- **DOCUMENT EXCERPT**
● ● ● ● ●
Eventually, darkness having fallen like blackout curtain into my exhausted headspace, I was at San Remo, ready to cross the PI bridge. Arrived in utter darkness. Sleep before midnight came easy – waking at 3.30 was also surprisingly effortless. White lines and three-cylinder noises thrumming still through my sleep-deprived mind, the GOR was finally, joyously, ticked off my bucket list.

A Good Sport

Last time I rode a Triumph it was the whale-sized 2.3-litre in-line triple thing – the touring version as if the ‘normal’ one wasn’t over-the-top enough. For the GOR, or any other form of riding, the Triumph Tiger Sport I had this time was a massively more useable, practical and fun prospect.

Not as exciting or simply gorgeous as a Ducati, not as performance-oriented as a big KTM, and not as clichéd or odd as a BMW. It is nonetheless much more funky than a Japanese four, more sporty than most harder-core adventure bikes and more practical than most. You could even give your sliders and scrapers a decent skim on a trackday, I’ll wager.
● ● ● ● ●
- **TASK LIST**
1. Update the Tiger Sport review, starting at "Not as exciting" and ending at "trackday, I’ll wager.", so that "Ducati" is replaced with "Moto Guzzi".
2. Answer these questions from the Tiger Sport review:
(a) Where was the rider when darkness fell?
(b) At what time did the rider wake?
(c) What engine did the Triumph ridden the previous time have?

(Entries from a pointing dataset)
● ● ● ● ●
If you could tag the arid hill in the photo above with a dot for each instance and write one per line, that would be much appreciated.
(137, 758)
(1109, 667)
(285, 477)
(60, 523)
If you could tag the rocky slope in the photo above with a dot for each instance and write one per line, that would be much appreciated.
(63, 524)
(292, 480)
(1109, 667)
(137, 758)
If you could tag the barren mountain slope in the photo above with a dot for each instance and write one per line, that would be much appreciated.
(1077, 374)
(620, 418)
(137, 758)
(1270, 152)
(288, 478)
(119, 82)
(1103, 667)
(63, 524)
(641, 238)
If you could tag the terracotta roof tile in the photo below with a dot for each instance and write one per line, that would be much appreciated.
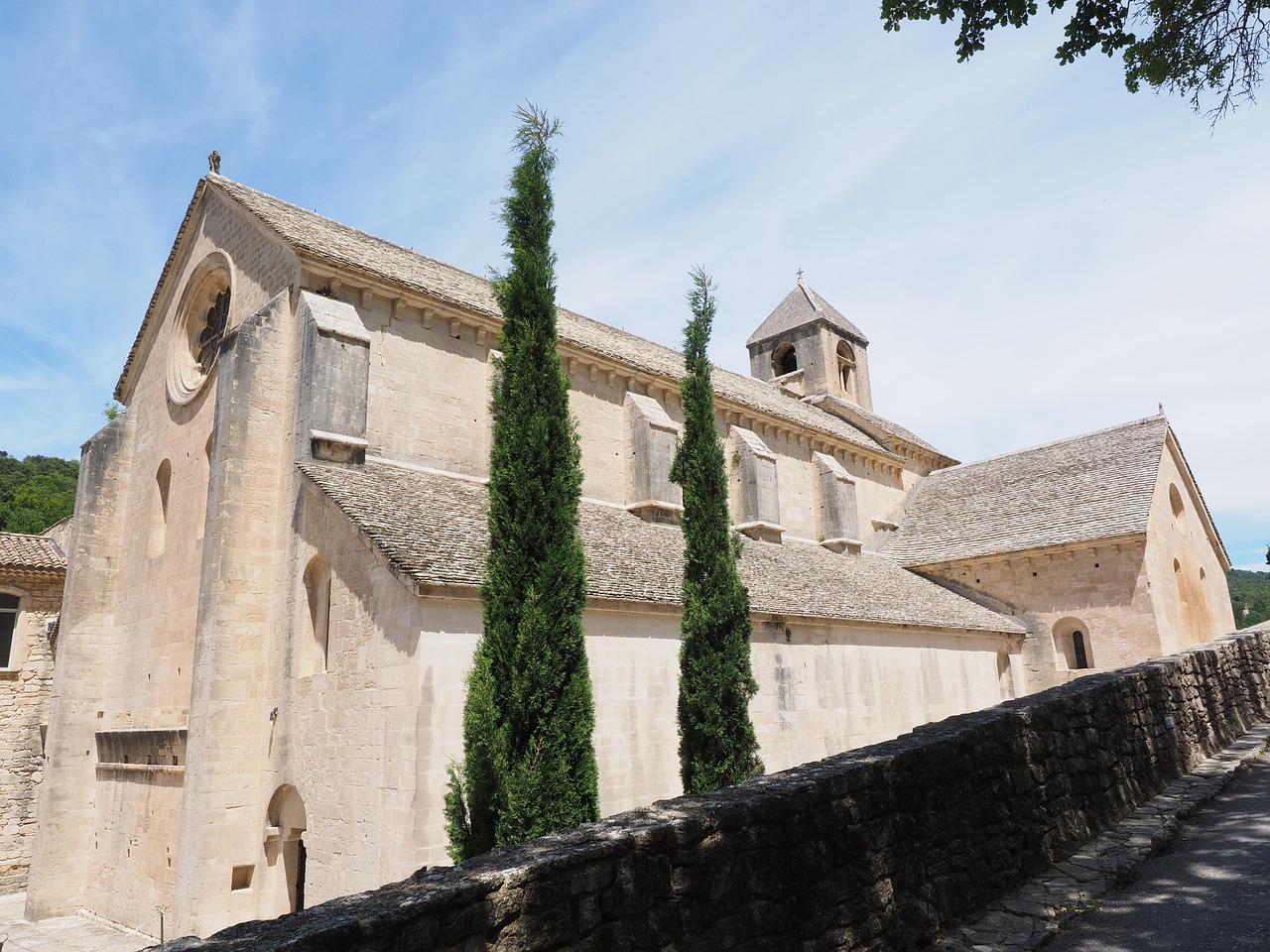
(1097, 485)
(31, 553)
(432, 529)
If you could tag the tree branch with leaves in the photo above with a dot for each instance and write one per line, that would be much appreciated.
(1194, 49)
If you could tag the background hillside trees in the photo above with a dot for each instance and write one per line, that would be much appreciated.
(716, 738)
(36, 492)
(1251, 592)
(529, 765)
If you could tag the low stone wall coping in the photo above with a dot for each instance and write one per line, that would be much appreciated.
(884, 847)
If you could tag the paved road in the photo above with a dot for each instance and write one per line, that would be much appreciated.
(68, 933)
(1209, 892)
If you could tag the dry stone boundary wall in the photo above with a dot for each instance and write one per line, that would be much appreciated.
(873, 849)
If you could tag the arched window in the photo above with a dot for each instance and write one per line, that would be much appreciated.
(159, 511)
(1175, 503)
(1082, 658)
(846, 368)
(9, 606)
(207, 488)
(784, 359)
(318, 593)
(1005, 676)
(1074, 649)
(287, 821)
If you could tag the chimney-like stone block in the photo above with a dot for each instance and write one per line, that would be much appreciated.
(652, 439)
(758, 493)
(839, 516)
(334, 377)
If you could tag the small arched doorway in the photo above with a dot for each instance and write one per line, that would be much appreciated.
(286, 824)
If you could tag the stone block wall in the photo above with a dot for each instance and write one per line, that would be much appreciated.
(26, 685)
(875, 848)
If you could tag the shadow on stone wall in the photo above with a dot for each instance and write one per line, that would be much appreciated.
(875, 848)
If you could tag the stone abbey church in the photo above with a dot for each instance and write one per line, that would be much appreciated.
(272, 588)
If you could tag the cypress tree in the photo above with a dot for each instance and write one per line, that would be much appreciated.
(529, 762)
(716, 739)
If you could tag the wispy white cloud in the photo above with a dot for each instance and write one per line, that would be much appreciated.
(1032, 250)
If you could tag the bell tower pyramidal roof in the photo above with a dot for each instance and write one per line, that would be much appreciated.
(801, 307)
(810, 349)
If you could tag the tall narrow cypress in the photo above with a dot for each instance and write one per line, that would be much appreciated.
(716, 739)
(529, 762)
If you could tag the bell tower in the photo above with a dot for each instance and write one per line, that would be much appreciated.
(806, 345)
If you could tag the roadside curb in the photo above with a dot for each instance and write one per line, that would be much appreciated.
(1038, 910)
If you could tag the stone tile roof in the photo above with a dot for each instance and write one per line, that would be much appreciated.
(801, 307)
(35, 553)
(341, 245)
(884, 430)
(432, 529)
(1097, 485)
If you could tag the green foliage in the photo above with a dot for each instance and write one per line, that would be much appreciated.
(36, 492)
(1251, 592)
(529, 765)
(716, 739)
(1189, 48)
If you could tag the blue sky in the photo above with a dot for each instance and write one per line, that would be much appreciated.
(1032, 250)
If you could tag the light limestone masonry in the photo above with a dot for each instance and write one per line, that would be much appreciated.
(26, 685)
(217, 589)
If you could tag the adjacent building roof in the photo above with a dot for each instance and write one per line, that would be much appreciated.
(1093, 486)
(31, 553)
(432, 529)
(330, 241)
(803, 306)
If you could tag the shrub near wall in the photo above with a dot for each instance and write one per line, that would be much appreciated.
(875, 848)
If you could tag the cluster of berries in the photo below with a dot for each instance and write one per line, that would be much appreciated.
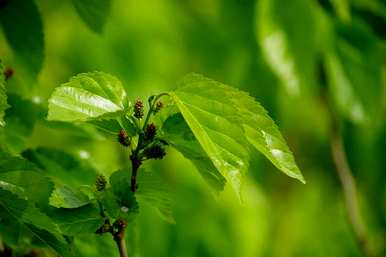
(154, 151)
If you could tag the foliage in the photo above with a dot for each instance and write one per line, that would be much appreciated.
(80, 161)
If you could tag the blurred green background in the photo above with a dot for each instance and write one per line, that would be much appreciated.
(271, 48)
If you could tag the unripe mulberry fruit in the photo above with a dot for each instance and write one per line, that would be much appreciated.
(150, 132)
(138, 109)
(158, 106)
(124, 138)
(101, 183)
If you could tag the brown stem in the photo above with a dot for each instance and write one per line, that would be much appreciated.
(119, 238)
(350, 192)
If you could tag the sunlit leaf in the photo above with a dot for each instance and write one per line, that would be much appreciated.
(83, 220)
(87, 96)
(209, 114)
(224, 120)
(66, 197)
(154, 191)
(23, 29)
(178, 134)
(93, 12)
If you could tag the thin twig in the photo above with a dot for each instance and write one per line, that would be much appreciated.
(119, 238)
(350, 192)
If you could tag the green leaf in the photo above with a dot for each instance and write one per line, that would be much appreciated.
(224, 120)
(282, 35)
(126, 200)
(3, 95)
(62, 167)
(23, 29)
(178, 134)
(155, 192)
(40, 225)
(208, 114)
(24, 174)
(355, 61)
(83, 220)
(9, 163)
(66, 197)
(20, 119)
(87, 96)
(93, 12)
(96, 246)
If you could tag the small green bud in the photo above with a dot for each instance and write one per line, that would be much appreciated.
(124, 138)
(100, 183)
(138, 109)
(158, 106)
(150, 132)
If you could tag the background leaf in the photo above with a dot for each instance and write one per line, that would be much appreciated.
(350, 64)
(93, 12)
(3, 95)
(23, 29)
(281, 33)
(35, 221)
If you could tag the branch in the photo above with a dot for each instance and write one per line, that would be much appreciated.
(119, 238)
(350, 192)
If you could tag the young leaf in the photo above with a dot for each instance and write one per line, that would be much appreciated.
(208, 116)
(93, 12)
(83, 220)
(87, 96)
(23, 29)
(3, 95)
(224, 119)
(40, 225)
(155, 192)
(178, 134)
(124, 197)
(66, 197)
● ● ● ● ●
- **RESPONSES BY TASK**
1.
Not as exciting or simply gorgeous as a Moto Guzzi, not as performance-oriented as a big KTM, and not as clichéd or odd as a BMW. It is nonetheless much more funky than a Japanese four, more sporty than most harder-core adventure bikes and more practical than most. You could even give your sliders and scrapers a decent skim on a trackday, I’ll wager.

2.
(a) San Remo
(b) 3.30
(c) A 2.3-litre in-line triple